* GOAL OF THE EXERCISE
In the entries below, swap every "pointing benchmark" for "location benchmark" and reproduce the lines with nothing else changed.

:: RECORDS SUPPLIED

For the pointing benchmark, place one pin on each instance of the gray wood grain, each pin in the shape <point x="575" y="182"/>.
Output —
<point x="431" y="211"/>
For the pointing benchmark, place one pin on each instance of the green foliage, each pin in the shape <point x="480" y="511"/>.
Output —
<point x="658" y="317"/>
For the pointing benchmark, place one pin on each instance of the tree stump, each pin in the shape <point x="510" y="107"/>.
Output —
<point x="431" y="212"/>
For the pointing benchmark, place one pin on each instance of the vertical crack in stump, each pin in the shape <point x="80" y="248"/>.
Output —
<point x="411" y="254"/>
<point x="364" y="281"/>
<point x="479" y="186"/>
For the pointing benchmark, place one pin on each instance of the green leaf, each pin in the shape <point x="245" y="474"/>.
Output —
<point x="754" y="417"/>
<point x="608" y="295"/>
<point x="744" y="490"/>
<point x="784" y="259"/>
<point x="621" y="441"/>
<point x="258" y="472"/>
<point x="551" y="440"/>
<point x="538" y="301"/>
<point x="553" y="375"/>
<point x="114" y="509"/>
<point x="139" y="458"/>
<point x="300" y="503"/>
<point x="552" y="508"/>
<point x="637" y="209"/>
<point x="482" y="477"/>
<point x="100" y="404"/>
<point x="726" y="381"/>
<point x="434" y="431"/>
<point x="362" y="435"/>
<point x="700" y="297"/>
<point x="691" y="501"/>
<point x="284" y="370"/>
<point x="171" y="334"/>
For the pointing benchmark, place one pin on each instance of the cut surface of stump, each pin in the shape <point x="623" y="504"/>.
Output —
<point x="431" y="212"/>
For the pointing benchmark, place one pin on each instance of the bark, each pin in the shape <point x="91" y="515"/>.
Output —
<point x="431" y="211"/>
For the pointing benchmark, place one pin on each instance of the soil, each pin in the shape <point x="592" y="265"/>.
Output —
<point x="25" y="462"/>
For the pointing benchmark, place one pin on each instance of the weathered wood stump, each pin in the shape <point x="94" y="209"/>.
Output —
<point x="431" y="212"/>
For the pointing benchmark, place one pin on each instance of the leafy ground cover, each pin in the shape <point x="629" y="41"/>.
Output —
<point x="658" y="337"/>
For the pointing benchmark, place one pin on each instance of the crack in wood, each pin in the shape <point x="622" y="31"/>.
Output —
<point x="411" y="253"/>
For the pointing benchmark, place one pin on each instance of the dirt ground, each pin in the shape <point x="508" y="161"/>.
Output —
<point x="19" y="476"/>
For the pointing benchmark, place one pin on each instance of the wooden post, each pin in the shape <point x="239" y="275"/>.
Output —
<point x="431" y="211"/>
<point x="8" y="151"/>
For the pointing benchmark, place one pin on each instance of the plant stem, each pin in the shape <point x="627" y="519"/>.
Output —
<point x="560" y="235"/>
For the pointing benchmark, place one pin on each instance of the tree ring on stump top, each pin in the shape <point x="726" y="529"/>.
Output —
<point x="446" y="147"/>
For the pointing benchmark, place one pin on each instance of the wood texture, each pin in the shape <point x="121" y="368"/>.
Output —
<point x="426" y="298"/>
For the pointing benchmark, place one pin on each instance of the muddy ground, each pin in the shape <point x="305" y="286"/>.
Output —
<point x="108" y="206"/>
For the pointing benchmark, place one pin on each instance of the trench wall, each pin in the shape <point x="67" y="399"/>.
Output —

::::

* RESULT OF THIS TASK
For the location benchmark, place one pin on each instance of the gray wood grain, each pin in the shape <point x="575" y="182"/>.
Output —
<point x="431" y="211"/>
For the location benchmark, place one pin on each instance of the green foliage, each pin in the shape <point x="480" y="511"/>.
Output —
<point x="658" y="317"/>
For the location benchmark, place one pin on each instance of the tree stump, each pin in the shape <point x="510" y="107"/>.
Output —
<point x="431" y="212"/>
For the location benchmark, place one pin on each instance of the vertical crack in stump, each pin in the shape <point x="80" y="248"/>.
Output —
<point x="411" y="254"/>
<point x="364" y="281"/>
<point x="479" y="186"/>
For the location benchmark, place one pin on each instance of the green leaf, each pin in the shape <point x="245" y="474"/>.
Output —
<point x="754" y="417"/>
<point x="608" y="295"/>
<point x="744" y="490"/>
<point x="784" y="259"/>
<point x="621" y="441"/>
<point x="258" y="472"/>
<point x="551" y="440"/>
<point x="538" y="301"/>
<point x="553" y="375"/>
<point x="114" y="509"/>
<point x="139" y="458"/>
<point x="300" y="503"/>
<point x="552" y="508"/>
<point x="637" y="209"/>
<point x="482" y="477"/>
<point x="100" y="404"/>
<point x="726" y="381"/>
<point x="434" y="431"/>
<point x="362" y="435"/>
<point x="700" y="297"/>
<point x="691" y="501"/>
<point x="284" y="370"/>
<point x="171" y="334"/>
For the location benchmark, place one pin on each instance of the cut surface of stump, each pin in the shape <point x="623" y="504"/>.
Output —
<point x="431" y="212"/>
For the location benchmark, place one pin on each instance of the bark, each pin in the shape <point x="91" y="515"/>.
Output —
<point x="431" y="211"/>
For the location benchmark, place one pin on each instance of the soil, each pin in the shape <point x="592" y="265"/>.
Output —
<point x="25" y="462"/>
For the location benchmark, place one pin on each instance of the weathered wood stump, each pin in the shape <point x="94" y="209"/>.
Output —
<point x="431" y="212"/>
For the location benchmark, place one pin on each instance of the leafy ground cover, each pin in the shape <point x="629" y="41"/>.
Output —
<point x="658" y="337"/>
For the location benchmark, place one pin on each instance of the crack in wood, each pin in the shape <point x="622" y="31"/>.
Output —
<point x="411" y="253"/>
For the location benchmark, place one pin on each instance of the dirt ground, each pin in the shape <point x="508" y="161"/>.
Output —
<point x="19" y="476"/>
For the location benchmark, place one pin on each instance of the wooden post, each pin in the shape <point x="239" y="275"/>.
Output —
<point x="431" y="211"/>
<point x="8" y="151"/>
For the location benchmark, place one pin on each instance of the plant stem, each pin in the shape <point x="627" y="519"/>.
Output —
<point x="560" y="235"/>
For the location benchmark, place one pin on each instance of the tree ring on stump top, each pin in the shape <point x="726" y="529"/>.
Output —
<point x="446" y="147"/>
For the location benchmark, place one pin on each instance of the wood texture, each pin in the shape <point x="121" y="368"/>.
Output —
<point x="426" y="298"/>
For the location benchmark, place one pin on each instance of the muddy ground, each pin in the shape <point x="305" y="286"/>.
Output —
<point x="108" y="206"/>
For the location benchmark, place one pin on each instance of the trench wall, each pin in the shape <point x="67" y="399"/>.
Output —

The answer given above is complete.